TASK – Copy out every item below, substituting "coarse mask" for each occurrence of "rough mask" and leaving all other text as it is.

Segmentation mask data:
*** Block opens ***

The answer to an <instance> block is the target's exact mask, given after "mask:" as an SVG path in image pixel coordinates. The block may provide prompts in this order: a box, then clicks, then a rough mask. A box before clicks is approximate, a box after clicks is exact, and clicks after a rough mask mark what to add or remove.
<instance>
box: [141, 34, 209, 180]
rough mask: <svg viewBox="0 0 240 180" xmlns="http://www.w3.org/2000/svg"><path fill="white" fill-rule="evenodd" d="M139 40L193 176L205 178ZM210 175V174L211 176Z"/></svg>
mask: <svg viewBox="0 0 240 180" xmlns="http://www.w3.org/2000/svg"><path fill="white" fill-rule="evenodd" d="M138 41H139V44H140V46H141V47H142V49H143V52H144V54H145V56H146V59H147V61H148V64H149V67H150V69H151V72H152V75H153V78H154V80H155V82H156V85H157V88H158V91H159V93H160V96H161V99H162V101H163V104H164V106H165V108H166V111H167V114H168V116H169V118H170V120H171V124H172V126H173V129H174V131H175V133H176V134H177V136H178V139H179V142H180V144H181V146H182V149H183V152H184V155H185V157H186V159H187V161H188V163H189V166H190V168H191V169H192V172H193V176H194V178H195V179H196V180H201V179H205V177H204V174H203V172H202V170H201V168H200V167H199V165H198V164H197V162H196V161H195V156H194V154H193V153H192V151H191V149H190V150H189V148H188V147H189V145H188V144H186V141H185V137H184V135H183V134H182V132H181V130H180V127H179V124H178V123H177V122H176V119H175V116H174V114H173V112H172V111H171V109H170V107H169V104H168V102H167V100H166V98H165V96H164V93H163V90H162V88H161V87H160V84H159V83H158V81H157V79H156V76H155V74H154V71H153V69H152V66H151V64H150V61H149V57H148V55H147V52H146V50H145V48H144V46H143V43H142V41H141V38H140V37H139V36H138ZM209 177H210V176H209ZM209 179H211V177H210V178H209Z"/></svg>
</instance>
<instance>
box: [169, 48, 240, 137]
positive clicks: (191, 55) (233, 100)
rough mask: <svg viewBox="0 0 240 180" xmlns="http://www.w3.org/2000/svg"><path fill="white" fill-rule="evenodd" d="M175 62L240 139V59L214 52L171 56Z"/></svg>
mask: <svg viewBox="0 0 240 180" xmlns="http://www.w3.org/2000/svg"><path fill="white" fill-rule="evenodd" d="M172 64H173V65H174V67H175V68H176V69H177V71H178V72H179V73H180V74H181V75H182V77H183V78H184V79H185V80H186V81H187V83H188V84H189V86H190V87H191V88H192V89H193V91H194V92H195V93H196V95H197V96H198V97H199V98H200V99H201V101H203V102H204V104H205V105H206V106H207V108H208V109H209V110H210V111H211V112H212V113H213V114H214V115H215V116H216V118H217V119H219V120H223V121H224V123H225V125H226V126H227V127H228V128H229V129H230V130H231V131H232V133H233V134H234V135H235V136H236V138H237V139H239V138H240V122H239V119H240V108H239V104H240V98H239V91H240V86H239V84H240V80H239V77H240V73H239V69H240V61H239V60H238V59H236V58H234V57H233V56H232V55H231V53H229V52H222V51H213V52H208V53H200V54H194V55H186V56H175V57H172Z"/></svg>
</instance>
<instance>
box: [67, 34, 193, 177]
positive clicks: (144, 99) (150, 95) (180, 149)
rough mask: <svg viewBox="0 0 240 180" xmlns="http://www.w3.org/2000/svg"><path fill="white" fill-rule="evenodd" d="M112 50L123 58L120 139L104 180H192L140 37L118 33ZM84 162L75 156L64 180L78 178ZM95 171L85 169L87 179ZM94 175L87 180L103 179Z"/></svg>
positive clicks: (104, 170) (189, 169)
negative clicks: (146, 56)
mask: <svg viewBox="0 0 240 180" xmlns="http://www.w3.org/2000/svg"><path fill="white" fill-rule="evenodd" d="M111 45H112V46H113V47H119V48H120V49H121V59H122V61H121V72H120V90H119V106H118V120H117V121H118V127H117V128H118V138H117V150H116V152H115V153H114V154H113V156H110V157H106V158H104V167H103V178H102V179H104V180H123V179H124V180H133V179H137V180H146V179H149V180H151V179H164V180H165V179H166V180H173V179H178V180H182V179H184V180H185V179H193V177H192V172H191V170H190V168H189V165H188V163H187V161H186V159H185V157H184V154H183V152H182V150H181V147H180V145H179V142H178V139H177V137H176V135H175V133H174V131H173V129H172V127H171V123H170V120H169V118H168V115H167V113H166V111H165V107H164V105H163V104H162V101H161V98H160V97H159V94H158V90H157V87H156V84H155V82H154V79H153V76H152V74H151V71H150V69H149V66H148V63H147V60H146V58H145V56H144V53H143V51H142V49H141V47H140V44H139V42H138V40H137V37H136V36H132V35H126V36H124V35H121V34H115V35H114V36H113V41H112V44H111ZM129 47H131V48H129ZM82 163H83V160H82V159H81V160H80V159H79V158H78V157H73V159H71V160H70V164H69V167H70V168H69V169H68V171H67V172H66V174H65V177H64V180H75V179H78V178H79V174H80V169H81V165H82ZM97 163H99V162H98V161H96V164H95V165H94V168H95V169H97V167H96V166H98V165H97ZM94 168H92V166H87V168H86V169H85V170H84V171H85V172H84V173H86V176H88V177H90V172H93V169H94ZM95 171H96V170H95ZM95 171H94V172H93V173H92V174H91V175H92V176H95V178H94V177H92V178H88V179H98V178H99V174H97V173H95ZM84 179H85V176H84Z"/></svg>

*** Block closes ***

SOLUTION TO THIS PROBLEM –
The answer to an <instance> block is the target's exact mask, given after "mask:" as an SVG path in image pixel coordinates. The block may provide prompts in this order: a box, then clicks, then a coarse mask. A box before clicks is approximate, a box after clicks is exact, and clicks after a coarse mask mark what to add or remove.
<instance>
box: [141, 34, 209, 180]
coarse mask: <svg viewBox="0 0 240 180" xmlns="http://www.w3.org/2000/svg"><path fill="white" fill-rule="evenodd" d="M139 40L193 176L205 178ZM210 175V174L211 176Z"/></svg>
mask: <svg viewBox="0 0 240 180" xmlns="http://www.w3.org/2000/svg"><path fill="white" fill-rule="evenodd" d="M138 41H139V44H140V46H141V47H142V49H143V52H144V54H145V56H146V59H147V61H148V64H149V67H150V69H151V72H152V75H153V78H154V80H155V82H156V85H157V88H158V91H159V93H160V96H161V99H162V101H163V104H164V106H165V108H166V111H167V114H168V116H169V118H170V120H171V124H172V126H173V129H174V131H175V133H176V134H177V136H178V139H179V142H180V144H181V146H182V149H183V152H184V155H185V157H186V159H187V161H188V163H189V166H190V168H191V169H192V172H193V176H194V178H195V179H196V180H201V179H205V177H204V174H203V172H202V170H201V168H200V167H199V165H198V164H197V162H196V161H195V156H194V154H193V153H192V151H191V149H190V150H189V148H188V147H189V145H188V144H186V141H185V137H184V135H183V134H182V132H181V130H180V127H179V124H178V123H177V122H176V119H175V116H174V114H173V112H172V111H171V109H170V107H169V104H168V102H167V100H166V98H165V96H164V93H163V90H162V88H161V87H160V84H159V83H158V81H157V79H156V76H155V74H154V71H153V69H152V66H151V64H150V61H149V57H148V55H147V52H146V50H145V48H144V46H143V43H142V41H141V38H140V37H139V36H138ZM209 177H210V176H209ZM209 179H211V177H210V178H209Z"/></svg>
</instance>
<instance>
box: [169, 48, 240, 137]
positive clicks: (191, 55) (233, 100)
coarse mask: <svg viewBox="0 0 240 180" xmlns="http://www.w3.org/2000/svg"><path fill="white" fill-rule="evenodd" d="M175 62L240 139V59L214 52L171 56Z"/></svg>
mask: <svg viewBox="0 0 240 180" xmlns="http://www.w3.org/2000/svg"><path fill="white" fill-rule="evenodd" d="M172 64H173V65H174V67H175V68H176V69H177V71H178V72H179V73H180V74H181V75H182V77H183V78H184V79H185V80H186V81H187V83H188V84H189V86H190V87H191V88H192V89H193V91H194V92H195V93H196V95H197V96H198V97H199V98H200V99H201V101H203V102H204V104H205V105H206V106H207V108H208V109H209V110H210V111H211V112H212V113H213V114H214V115H215V116H216V118H217V119H219V120H223V121H224V123H225V125H226V126H227V127H228V128H229V129H230V130H231V131H232V133H233V134H234V135H235V136H236V138H237V139H239V138H240V122H239V119H240V108H239V104H240V98H239V91H240V86H239V84H240V80H239V77H240V73H239V69H240V61H239V60H238V59H236V58H234V57H233V56H232V55H231V53H229V52H222V51H213V52H208V53H200V54H194V55H186V56H175V57H172Z"/></svg>
</instance>
<instance>
box: [67, 34, 193, 177]
positive clicks: (144, 99) (150, 95) (180, 149)
coarse mask: <svg viewBox="0 0 240 180" xmlns="http://www.w3.org/2000/svg"><path fill="white" fill-rule="evenodd" d="M112 50L123 58L120 139L104 180H192L140 37L118 33ZM84 162L75 156L64 180L78 178ZM95 171L85 169L87 179ZM94 175L87 180L103 179Z"/></svg>
positive clicks: (104, 170) (189, 169)
negative clicks: (146, 56)
mask: <svg viewBox="0 0 240 180" xmlns="http://www.w3.org/2000/svg"><path fill="white" fill-rule="evenodd" d="M111 45H112V46H113V47H119V48H120V49H121V59H122V61H121V72H120V90H119V106H118V120H117V121H118V127H117V128H118V138H117V150H116V152H115V153H114V154H113V156H110V157H106V158H104V167H103V178H102V179H104V180H123V179H124V180H133V179H137V180H146V179H149V180H151V179H164V180H165V179H166V180H173V179H178V180H182V179H184V180H185V179H193V177H192V172H191V170H190V168H189V165H188V163H187V161H186V159H185V157H184V154H183V152H182V150H181V147H180V145H179V142H178V139H177V137H176V135H175V133H174V131H173V129H172V127H171V123H170V120H169V118H168V115H167V113H166V111H165V107H164V105H163V104H162V101H161V98H160V97H159V94H158V90H157V87H156V84H155V82H154V79H153V76H152V74H151V71H150V69H149V66H148V63H147V60H146V58H145V56H144V53H143V51H142V49H141V47H140V44H139V42H138V40H137V37H136V36H132V35H126V36H124V35H121V34H115V35H114V36H113V41H112V44H111ZM129 47H131V48H129ZM82 163H83V160H82V159H81V160H80V159H79V158H78V157H73V159H71V160H70V164H69V167H70V168H69V169H68V171H67V172H66V174H65V177H64V180H75V179H78V178H79V174H80V169H81V165H82ZM97 163H99V162H98V161H96V164H95V165H94V168H95V169H97V167H96V166H98V165H97ZM94 168H92V166H87V168H86V169H85V170H84V171H85V172H84V173H86V176H88V177H90V172H93V169H94ZM95 171H96V170H95ZM95 171H94V172H93V173H92V174H91V175H92V176H95V178H94V177H92V178H88V179H98V178H99V174H97V173H95ZM84 179H85V176H84Z"/></svg>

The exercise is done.